== Text block ==
-=-=-

[Lnc-business] Post LNC meeting discussion website issues

David Demarest dpdemarest at centurylink.net
Thu Dec 15 15:44:21 EST 2016


Thank you, Ken, for your update and Caryn Ann for her detailed content comments.

 

Keep in mind that the key to a successful website is active user participation in the design. The stated goal of the LP.org website design effort is to produce a product that spreads our message using a high level of functionality that will appeal to the broader audience while meeting the internal requirements of the LNC committee and staff members.

 

Designers are frequently faced with the reticence of users to actively participate in the design process. The result is a design that meets the needs of the designers, not the users. Further, designers that insist on excluding users from the design process will predictably fail, despite their design abilities, to accomplish a website goal as dramatically illustrated by the current deficiencies of LP.org.

 

Given their proven track record, the decision to move LP.org project management under Wes Benedict and Andy Burns is a major step in the right direction. In response to my inquiry about user testing during the Alexandria LNC meeting Sunday, Wes listed three major user groups relevant to user testing. Starchild, in turn, prioritized the three user groups in terms of the relative importance of their user-testing contributions to maximizing the LP.org goal external audience outreach:

 

1.       End users external to the LNC

 

2.       LNC committee members

 

3.       LNC staff members

 

Wes noted that after he and Andy get the designers’ steering wheel pointed in the right direction and fundamental deficiencies ironed out, the next task will be to guarantee that the website is functional for LNC staff data entry. Wes advised me that it will take a few weeks to get their ducks in a row before they are ready to be inundated with LNC member and external user input. After Wes and Andy have their ducks in a row and Ken completes the hosting cost containment due diligence, we LNC members need to jump on the bandwagon with thorough user testing to ensure that we will be able to use the website effectively in support of our LNC activities. I have volunteered my services to Wes for user testing. All indications are that many other LNC members will be available to participate in user testing.

-=-=-

== To do ==
A – In the website message, substitute "site" for "website" throughout the passage between "David Demarest dpdemarest" and "and staff members.", inclusive.
B – Answer these questions from the website message:
(i) Who prioritized the three user groups?
(ii) Which user group was placed first?
(iii) What must Ken complete before LNC members begin thorough user testing?

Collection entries
-=-=-

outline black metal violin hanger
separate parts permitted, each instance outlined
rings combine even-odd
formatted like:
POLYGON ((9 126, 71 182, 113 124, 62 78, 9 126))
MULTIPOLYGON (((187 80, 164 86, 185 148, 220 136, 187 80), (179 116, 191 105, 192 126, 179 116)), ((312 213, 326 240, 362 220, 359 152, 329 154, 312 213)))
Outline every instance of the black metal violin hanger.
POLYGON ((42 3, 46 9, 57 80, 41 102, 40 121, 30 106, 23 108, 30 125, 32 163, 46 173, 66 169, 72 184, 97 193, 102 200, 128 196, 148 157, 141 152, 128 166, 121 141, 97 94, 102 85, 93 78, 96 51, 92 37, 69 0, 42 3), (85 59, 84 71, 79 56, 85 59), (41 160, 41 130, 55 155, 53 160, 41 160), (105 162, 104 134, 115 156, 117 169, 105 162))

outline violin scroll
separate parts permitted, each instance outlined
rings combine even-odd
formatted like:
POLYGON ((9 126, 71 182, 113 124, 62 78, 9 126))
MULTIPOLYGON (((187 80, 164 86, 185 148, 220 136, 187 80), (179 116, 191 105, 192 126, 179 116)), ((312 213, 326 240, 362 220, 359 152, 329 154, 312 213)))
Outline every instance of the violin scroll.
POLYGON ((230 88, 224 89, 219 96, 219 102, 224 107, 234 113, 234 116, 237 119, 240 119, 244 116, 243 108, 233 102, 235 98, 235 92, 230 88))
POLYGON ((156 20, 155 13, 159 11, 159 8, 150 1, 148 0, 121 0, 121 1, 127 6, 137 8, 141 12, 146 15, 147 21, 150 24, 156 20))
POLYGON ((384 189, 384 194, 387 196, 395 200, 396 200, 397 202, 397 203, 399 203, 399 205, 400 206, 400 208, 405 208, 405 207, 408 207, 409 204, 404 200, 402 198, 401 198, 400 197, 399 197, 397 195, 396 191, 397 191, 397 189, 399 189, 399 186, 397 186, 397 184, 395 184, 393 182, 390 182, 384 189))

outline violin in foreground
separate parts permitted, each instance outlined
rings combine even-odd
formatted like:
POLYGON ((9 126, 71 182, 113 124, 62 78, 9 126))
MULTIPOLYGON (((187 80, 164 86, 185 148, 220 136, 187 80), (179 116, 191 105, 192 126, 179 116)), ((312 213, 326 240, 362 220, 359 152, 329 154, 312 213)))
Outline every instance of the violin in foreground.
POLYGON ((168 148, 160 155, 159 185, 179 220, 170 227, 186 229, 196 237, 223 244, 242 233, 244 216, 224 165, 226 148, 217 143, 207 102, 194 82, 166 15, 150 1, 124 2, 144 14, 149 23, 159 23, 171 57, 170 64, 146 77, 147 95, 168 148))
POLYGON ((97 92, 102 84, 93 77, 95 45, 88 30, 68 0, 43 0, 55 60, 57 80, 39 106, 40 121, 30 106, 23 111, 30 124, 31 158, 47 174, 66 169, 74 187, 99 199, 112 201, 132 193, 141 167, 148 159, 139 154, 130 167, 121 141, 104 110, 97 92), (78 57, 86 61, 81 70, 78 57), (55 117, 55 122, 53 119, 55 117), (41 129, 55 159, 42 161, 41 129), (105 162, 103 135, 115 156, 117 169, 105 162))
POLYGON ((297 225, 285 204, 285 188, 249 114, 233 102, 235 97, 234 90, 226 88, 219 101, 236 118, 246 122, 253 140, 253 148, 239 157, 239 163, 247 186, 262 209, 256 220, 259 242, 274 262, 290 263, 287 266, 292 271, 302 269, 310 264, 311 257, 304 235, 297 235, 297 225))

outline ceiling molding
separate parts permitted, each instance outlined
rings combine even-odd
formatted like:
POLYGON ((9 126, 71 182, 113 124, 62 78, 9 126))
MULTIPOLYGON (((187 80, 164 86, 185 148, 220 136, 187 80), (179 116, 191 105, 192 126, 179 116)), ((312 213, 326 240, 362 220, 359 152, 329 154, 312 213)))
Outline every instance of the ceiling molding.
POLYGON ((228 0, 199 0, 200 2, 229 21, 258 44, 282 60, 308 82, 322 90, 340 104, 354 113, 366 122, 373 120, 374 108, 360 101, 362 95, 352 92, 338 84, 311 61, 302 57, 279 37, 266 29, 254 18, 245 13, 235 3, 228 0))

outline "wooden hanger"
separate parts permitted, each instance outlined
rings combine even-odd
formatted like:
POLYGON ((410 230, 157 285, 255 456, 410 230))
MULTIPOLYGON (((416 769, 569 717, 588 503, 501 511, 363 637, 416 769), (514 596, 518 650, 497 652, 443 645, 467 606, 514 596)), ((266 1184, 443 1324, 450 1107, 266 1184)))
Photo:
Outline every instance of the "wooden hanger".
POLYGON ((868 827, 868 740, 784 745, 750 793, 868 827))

-=-=-

== Solutions to the tasks ==
A –
David Demarest dpdemarest at centurylink.net
Thu Dec 15 15:44:21 EST 2016


Thank you, Ken, for your update and Caryn Ann for her detailed content comments.

 

Keep in mind that the key to a successful site is active user participation in the design. The stated goal of the LP.org site design effort is to produce a product that spreads our message using a high level of functionality that will appeal to the broader audience while meeting the internal requirements of the LNC committee and staff members.

B –
(i) Starchild
(ii) End users external to the LNC
(iii) The hosting cost containment due diligence